Page excerpt:

Liberal or conservative? I would have to say conservative, This Liberal gov't was the one who neglected the armend forces in the first place. By nature a conservative style party, i.e PC/Alliance and now the new conservatives have always had a view that we need a larger armed forces and supported more defence spending. Yes, all politicians are liars, but i think that the conservatives will for sure be better than the Liberals regarding the military. 

As for the links posted above, are those figures accurate? Says the budget is only 7.6 billion, when it is almost double that according to the federal budget.


----------



## AlphaCharlie (20 Jun 2004)

In all honestly, I like Mr. Harper's plans for military spending and all that he's promised, but i'm still left wondering where he's going to get this extra money?


----------



## Infanteer (20 Jun 2004)

> As for the links posted above, are those figures accurate? Says the budget is only 7.6 billion, when it is almost double that according to the federal budget.

Set task:
Repeat word for word the stretch of the military spending thread from "In all honestly, I" through "Infanteer (20 Jun 2004)".

Data provided:
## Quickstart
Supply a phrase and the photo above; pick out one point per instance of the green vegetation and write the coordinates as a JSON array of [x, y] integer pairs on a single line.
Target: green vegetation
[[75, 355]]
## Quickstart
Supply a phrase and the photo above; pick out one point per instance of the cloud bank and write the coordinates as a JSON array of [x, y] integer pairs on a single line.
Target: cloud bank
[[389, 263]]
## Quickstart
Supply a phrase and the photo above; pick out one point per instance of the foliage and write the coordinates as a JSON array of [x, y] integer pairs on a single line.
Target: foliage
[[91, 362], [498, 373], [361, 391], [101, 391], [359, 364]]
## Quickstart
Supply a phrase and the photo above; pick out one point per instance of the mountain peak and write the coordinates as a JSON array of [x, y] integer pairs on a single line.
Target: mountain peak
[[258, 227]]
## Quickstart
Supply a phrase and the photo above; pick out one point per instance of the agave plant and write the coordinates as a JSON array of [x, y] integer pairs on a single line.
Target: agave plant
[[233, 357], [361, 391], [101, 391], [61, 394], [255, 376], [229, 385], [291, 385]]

Answer to this exercise:
In all honestly, I like Mr. Harper's plans for military spending and all that he's promised, but i'm still left wondering where he's going to get this extra money?


----------



## Infanteer (20 Jun 2004)